▸ **The task**
Exactly the lines from the one with "Mark the red" to the end of the entries should appear in your answer, retyped word for word.

[Record extracts — start]

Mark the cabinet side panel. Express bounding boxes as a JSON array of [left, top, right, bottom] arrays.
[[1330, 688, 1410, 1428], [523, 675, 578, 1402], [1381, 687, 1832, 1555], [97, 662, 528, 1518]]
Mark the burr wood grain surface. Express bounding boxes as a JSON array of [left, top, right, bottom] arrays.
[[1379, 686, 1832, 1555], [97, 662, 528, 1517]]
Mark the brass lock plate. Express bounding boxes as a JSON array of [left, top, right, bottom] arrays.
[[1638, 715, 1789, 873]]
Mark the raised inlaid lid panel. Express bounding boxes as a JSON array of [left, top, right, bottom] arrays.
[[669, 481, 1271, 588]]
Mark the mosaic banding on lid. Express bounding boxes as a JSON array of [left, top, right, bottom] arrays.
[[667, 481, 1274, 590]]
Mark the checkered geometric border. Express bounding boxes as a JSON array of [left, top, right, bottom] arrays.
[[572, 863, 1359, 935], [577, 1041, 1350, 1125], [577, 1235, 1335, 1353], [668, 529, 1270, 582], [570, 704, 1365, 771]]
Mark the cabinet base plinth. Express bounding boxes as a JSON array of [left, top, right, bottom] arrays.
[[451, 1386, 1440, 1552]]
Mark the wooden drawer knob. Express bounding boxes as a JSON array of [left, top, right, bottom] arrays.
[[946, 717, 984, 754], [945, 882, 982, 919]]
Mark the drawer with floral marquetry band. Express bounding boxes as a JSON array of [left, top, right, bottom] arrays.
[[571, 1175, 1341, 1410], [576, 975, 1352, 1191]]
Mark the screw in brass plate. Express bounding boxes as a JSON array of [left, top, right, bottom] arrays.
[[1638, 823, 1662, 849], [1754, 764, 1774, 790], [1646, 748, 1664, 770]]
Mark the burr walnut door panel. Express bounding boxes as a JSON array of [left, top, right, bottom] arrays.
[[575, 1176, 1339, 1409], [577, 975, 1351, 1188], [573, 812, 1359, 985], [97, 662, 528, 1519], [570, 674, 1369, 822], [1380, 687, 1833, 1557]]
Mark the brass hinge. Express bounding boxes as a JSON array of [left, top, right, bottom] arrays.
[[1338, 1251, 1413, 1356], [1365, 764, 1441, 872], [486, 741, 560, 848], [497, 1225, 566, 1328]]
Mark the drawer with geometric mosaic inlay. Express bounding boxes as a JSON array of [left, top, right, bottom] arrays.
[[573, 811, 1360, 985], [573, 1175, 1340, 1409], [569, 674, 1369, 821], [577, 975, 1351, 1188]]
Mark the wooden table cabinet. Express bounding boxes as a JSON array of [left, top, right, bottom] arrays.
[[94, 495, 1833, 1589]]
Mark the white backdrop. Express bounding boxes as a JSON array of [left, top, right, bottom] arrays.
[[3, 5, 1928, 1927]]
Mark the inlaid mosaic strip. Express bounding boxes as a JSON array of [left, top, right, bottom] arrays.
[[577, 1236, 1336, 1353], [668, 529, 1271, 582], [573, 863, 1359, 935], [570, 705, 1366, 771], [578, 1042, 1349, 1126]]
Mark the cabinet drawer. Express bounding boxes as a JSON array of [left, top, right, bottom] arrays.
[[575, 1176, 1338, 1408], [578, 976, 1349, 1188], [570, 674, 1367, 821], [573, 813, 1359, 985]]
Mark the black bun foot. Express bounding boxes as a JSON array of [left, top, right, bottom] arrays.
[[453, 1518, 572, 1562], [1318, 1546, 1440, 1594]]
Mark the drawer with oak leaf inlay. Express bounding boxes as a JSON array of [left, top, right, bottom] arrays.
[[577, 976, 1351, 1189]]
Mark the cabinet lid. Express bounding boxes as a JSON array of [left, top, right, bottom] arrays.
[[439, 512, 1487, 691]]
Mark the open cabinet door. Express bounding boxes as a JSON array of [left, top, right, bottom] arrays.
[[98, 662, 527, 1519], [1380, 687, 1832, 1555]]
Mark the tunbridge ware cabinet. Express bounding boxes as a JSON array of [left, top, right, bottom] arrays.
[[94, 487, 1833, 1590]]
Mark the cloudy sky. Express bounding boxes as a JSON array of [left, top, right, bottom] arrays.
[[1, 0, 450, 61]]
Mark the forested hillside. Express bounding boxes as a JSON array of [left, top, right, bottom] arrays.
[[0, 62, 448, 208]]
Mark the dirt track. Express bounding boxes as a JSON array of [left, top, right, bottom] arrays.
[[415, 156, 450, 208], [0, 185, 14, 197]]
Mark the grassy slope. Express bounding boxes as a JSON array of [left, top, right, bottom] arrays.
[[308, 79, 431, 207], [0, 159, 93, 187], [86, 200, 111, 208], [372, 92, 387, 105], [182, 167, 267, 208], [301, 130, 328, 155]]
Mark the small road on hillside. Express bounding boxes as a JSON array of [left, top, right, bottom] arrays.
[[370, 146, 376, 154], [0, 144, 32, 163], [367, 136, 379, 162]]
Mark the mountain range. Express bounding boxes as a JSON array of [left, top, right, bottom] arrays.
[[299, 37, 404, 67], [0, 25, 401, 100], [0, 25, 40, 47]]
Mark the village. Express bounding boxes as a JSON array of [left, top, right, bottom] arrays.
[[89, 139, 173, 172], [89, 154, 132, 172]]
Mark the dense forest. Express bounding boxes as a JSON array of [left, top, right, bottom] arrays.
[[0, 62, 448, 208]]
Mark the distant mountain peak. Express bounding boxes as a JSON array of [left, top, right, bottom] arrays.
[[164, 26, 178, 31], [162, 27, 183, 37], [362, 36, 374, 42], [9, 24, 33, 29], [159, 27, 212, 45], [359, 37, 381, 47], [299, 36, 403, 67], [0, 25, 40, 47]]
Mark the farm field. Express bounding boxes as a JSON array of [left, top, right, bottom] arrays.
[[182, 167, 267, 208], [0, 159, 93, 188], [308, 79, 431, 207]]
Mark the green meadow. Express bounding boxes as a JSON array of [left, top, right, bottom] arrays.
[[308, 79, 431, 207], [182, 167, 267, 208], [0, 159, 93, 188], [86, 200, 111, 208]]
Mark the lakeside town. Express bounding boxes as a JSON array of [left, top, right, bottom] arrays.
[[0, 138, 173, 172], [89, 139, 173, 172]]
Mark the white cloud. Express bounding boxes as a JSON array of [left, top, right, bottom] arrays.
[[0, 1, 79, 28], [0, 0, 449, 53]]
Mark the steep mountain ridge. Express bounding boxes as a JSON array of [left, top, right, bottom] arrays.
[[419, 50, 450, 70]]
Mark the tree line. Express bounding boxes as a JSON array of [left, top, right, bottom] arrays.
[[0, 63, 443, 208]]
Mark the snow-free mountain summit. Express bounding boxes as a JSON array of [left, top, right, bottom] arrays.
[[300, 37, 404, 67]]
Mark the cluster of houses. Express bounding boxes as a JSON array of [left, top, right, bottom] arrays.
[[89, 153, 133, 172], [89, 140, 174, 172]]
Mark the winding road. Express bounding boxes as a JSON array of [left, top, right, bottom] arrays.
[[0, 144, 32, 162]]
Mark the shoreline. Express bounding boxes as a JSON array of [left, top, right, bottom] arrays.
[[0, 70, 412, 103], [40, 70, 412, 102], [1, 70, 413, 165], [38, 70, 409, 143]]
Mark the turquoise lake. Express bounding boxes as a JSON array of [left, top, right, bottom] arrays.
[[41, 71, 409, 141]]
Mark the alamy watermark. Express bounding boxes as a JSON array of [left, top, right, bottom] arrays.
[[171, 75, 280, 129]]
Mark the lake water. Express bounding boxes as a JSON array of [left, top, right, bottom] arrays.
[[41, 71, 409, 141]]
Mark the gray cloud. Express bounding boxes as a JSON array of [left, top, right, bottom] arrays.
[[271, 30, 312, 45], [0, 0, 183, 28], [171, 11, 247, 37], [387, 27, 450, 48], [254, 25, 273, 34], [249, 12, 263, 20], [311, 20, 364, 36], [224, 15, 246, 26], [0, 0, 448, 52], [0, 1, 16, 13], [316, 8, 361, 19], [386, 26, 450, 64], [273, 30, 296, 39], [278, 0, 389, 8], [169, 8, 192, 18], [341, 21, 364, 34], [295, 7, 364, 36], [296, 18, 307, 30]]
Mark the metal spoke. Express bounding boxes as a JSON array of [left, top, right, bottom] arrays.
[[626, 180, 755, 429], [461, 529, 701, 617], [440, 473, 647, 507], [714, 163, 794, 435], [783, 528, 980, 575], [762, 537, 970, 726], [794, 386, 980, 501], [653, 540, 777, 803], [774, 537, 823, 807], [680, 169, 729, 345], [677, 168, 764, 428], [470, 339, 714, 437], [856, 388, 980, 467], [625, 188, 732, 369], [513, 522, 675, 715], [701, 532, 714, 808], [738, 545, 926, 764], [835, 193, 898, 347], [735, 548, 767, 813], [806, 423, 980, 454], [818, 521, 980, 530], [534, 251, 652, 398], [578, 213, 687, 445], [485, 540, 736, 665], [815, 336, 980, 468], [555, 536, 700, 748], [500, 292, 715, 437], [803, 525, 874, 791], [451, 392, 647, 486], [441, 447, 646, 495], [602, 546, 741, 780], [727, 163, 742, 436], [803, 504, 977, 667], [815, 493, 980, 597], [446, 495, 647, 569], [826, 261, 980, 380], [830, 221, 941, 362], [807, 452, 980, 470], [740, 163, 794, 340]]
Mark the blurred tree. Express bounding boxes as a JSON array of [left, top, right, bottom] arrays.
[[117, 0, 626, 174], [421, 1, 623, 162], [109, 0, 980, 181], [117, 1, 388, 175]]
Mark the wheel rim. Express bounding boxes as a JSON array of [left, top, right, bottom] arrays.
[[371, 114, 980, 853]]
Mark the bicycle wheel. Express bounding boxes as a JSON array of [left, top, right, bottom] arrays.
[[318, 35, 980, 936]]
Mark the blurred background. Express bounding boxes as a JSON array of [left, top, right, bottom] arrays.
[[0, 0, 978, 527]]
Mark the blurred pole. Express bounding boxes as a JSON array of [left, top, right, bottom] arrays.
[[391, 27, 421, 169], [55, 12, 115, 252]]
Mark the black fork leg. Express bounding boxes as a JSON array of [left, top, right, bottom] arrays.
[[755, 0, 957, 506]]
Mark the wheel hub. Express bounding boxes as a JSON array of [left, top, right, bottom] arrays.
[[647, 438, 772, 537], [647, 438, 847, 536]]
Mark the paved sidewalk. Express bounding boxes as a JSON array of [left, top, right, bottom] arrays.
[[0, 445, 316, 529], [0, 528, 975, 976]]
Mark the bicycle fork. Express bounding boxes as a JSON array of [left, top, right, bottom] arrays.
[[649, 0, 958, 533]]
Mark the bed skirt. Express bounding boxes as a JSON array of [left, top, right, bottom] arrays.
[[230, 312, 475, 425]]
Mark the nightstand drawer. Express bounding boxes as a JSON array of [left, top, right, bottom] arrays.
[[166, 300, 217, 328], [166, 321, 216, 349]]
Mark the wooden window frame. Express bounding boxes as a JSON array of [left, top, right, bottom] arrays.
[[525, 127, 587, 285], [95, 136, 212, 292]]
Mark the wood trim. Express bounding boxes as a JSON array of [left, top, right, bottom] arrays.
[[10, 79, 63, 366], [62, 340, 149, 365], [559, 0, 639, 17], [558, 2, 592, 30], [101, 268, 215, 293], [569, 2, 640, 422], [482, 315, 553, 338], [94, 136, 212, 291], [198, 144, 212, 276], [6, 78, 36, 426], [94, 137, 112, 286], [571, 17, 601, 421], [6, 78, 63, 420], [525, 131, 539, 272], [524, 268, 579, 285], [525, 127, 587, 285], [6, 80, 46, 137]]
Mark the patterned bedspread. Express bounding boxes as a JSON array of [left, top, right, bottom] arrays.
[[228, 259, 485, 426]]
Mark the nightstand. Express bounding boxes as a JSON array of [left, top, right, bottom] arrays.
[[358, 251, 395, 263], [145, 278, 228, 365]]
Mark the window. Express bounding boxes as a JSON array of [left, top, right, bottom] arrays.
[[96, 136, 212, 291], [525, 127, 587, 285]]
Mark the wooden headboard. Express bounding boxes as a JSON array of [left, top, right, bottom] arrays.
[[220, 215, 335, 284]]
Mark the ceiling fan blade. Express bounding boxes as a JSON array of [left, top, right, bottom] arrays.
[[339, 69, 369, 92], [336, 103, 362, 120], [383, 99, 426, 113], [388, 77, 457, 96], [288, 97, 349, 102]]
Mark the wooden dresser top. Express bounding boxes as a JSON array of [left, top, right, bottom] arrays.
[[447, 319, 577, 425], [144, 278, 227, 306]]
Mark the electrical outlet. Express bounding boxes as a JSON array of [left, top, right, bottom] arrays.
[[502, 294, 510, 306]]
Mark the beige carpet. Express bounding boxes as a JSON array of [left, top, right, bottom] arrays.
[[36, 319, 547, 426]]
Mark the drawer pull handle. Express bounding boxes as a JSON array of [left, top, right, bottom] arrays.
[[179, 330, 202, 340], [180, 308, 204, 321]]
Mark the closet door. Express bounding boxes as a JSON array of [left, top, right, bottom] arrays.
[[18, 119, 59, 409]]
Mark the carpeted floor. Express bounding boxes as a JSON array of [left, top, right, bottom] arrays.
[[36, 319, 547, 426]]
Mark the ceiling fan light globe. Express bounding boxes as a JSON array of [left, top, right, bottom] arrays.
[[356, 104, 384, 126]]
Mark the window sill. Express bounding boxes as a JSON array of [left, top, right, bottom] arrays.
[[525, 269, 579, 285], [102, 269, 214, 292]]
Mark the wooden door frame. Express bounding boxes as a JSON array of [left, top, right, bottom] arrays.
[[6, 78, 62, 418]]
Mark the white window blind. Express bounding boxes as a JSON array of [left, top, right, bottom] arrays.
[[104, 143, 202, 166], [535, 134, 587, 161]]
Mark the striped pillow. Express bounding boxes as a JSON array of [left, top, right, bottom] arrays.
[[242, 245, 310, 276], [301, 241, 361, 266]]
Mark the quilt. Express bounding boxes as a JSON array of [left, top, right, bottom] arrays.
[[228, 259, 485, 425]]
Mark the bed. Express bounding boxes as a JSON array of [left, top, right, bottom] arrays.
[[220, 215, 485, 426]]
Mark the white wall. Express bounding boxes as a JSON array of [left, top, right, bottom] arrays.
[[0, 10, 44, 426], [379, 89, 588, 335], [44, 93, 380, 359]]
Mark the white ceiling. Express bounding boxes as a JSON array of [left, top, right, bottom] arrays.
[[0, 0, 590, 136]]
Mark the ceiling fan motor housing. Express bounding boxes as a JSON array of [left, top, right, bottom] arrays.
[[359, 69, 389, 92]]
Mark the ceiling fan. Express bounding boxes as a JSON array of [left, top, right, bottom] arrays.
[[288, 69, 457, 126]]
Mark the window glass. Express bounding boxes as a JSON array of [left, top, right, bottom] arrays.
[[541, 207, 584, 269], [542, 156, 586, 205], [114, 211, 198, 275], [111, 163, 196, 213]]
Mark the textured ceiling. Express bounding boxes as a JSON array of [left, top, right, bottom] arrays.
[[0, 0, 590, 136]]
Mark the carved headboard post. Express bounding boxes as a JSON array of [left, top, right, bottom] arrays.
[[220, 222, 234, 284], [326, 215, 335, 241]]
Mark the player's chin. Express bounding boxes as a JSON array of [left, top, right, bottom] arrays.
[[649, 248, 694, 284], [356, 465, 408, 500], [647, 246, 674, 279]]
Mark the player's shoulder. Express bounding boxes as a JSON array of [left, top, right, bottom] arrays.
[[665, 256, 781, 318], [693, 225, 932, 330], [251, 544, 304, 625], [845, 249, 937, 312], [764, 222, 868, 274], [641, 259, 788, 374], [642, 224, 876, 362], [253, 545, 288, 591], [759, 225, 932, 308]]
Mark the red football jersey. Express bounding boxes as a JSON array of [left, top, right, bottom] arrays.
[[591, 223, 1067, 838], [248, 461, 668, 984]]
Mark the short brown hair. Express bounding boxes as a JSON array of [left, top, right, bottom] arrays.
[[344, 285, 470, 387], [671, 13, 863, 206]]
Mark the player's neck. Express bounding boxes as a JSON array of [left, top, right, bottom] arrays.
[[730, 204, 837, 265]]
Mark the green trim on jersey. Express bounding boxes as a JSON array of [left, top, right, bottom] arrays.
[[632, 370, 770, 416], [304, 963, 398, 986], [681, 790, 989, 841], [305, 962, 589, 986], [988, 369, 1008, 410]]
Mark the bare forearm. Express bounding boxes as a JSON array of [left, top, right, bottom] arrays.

[Record extracts — finish]

▸ **Response**
Mark the red football jersey. Express bounding boxes as a JSON array of [left, top, right, bottom] arrays.
[[591, 223, 1067, 838], [248, 461, 668, 984]]
Mark the short brown hair. Express bounding boxes as a JSON array of [left, top, right, bottom] arrays.
[[344, 285, 470, 387], [671, 13, 863, 206]]
Mark the player's neck. Express bounding boxes as a JSON array of [left, top, right, bottom] arrays.
[[730, 204, 837, 265]]
Mark the green trim on jersey. Express bounding boxes as a JSON array of [left, top, right, bottom] arrays.
[[632, 370, 770, 416], [304, 963, 398, 986], [681, 790, 989, 841], [305, 962, 589, 986], [988, 369, 1008, 410]]
Mark the bare forearm. Express bounding boxes as a JSON array of [left, top, right, bottom] arrays.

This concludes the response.